Excerpted passage:
::::::
Cost difference: negligible. $0.015 vs $0.016.
Time difference: massive. high effort averaged 60 seconds — 3.5x slower than low at 17 seconds. One high run spiraled to 140 seconds. On a Max plan with a 5-hour rolling window, that's 200 turns per hour vs 60.
Effort is primarily a time and rate-limit cost, not a token cost. For routine coding tasks, medium produces the same quality as high in a fraction of the time.
Anthropic changed the default from high to medium in v2.1.68. Users on Reddit say medium actually outperforms high:
"Only people that don't know what they're doing put Claude on max thinking and leave it there. I even prefer medium over high with Opus 4.6. 4.6 definitely overthinks sometimes."
Does adaptive thinking actually adapt? I tested with three prompts of increasing complexity at medium:
simple (rename a variable): 255 tokens, 4 thinking tokens, 5s
medium (add error handling): 1,291 tokens, 26 thinking tokens, 21s
complex (repository pattern): 3,039 tokens, 43 thinking tokens, 39s4 tokens of thinking for a rename. 43 for an architectural refactor. The model self-allocates. You don't need to micromanage the budget.
::::::
Data extract:
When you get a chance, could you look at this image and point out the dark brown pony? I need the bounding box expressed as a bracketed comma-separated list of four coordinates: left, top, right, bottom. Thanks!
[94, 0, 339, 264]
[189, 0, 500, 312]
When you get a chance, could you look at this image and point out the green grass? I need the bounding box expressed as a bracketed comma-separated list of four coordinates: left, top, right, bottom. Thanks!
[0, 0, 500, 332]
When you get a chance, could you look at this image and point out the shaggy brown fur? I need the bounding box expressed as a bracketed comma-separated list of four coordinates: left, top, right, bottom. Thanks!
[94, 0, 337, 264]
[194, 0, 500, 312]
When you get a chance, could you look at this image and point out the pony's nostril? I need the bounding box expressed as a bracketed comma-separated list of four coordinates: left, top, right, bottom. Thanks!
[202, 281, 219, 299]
::::::
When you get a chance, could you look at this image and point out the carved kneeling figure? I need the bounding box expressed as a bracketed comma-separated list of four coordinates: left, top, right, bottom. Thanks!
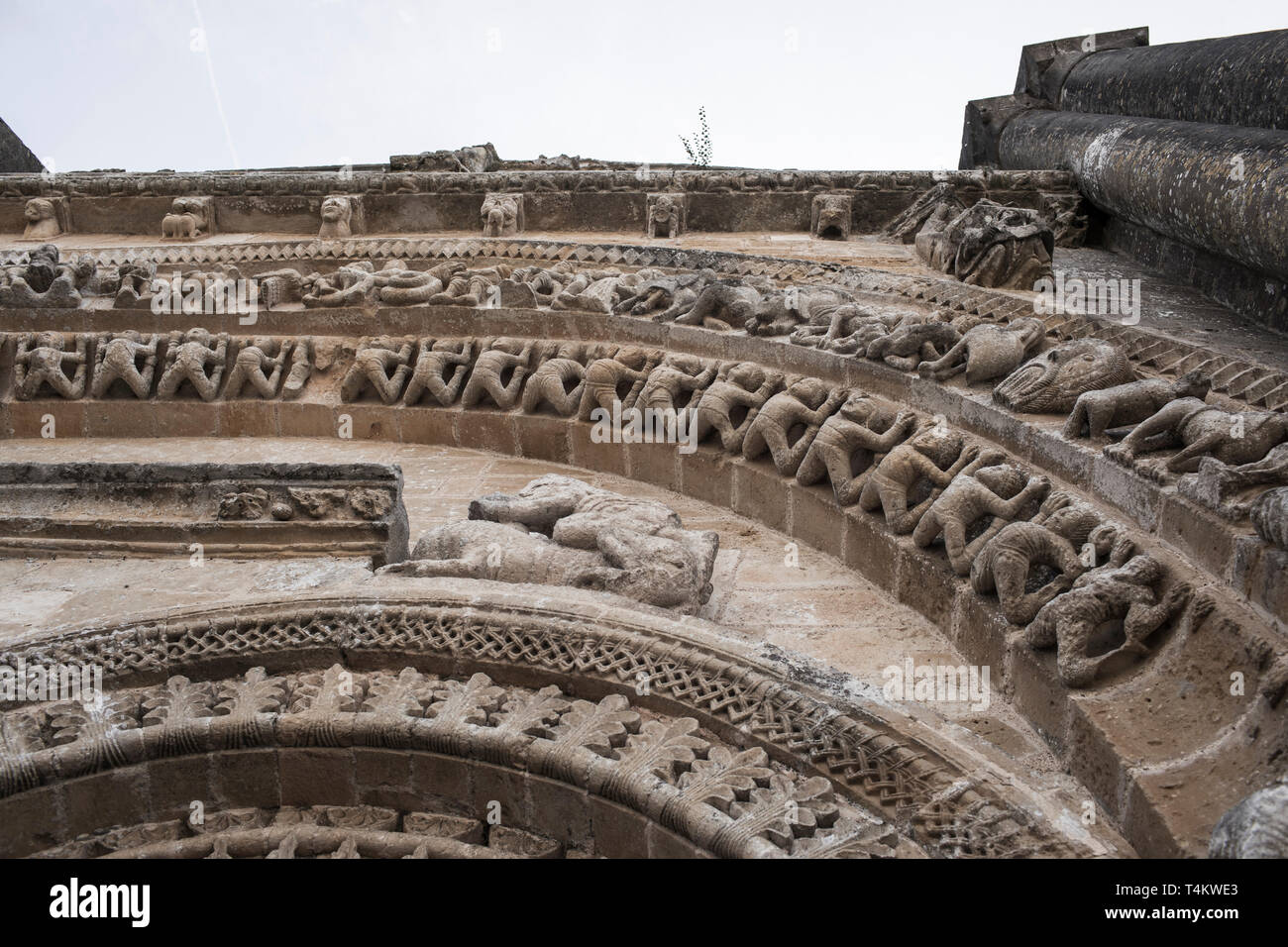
::::::
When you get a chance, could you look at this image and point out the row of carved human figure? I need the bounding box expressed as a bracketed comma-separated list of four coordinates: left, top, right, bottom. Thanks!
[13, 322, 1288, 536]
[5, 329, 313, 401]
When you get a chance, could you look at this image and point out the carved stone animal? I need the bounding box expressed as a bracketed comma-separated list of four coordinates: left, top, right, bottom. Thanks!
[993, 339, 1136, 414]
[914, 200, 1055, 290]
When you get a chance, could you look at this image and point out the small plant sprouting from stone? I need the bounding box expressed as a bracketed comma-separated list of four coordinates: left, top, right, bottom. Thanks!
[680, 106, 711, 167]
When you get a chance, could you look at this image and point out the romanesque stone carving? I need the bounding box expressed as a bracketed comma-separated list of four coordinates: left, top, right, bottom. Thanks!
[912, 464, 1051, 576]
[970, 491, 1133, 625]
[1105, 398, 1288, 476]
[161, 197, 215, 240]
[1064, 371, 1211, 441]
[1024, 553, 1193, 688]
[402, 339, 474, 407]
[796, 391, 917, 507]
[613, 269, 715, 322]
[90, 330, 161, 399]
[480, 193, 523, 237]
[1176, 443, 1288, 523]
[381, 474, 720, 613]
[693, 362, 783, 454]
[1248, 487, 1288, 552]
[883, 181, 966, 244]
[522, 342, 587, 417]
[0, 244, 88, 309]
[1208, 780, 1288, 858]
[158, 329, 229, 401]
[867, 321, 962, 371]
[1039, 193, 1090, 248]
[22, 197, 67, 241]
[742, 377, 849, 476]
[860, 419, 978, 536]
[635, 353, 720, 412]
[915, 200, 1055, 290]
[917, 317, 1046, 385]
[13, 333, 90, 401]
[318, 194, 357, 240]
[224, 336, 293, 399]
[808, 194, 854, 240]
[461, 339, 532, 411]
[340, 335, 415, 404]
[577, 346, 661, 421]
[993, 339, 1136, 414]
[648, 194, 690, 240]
::::::
Tasks and exercises:
[1] Answer these from the excerpt on effort levels:
(a) In which version did Anthropic change the default from high to medium?
(b) How many seconds did the slowest high-effort run take?
(c) How many thinking tokens did the rename-a-variable prompt use?
[2] Reproduce the excerpt on effort levels verbatim from "Cost difference: negligible." to "of the time.".
[3] List each task used as a test prompt in the excerpt on effort levels.
The data has nothing to do with the excerpt on effort levels.

Solutions to each task:
[1]
(a) v2.1.68
(b) 140 seconds
(c) 4

[2]
Cost difference: negligible. $0.015 vs $0.016.
Time difference: massive. high effort averaged 60 seconds — 3.5x slower than low at 17 seconds. One high run spiraled to 140 seconds. On a Max plan with a 5-hour rolling window, that's 200 turns per hour vs 60.
Effort is primarily a time and rate-limit cost, not a token cost. For routine coding tasks, medium produces the same quality as high in a fraction of the time.

[3]
rename a variable
add error handling
repository pattern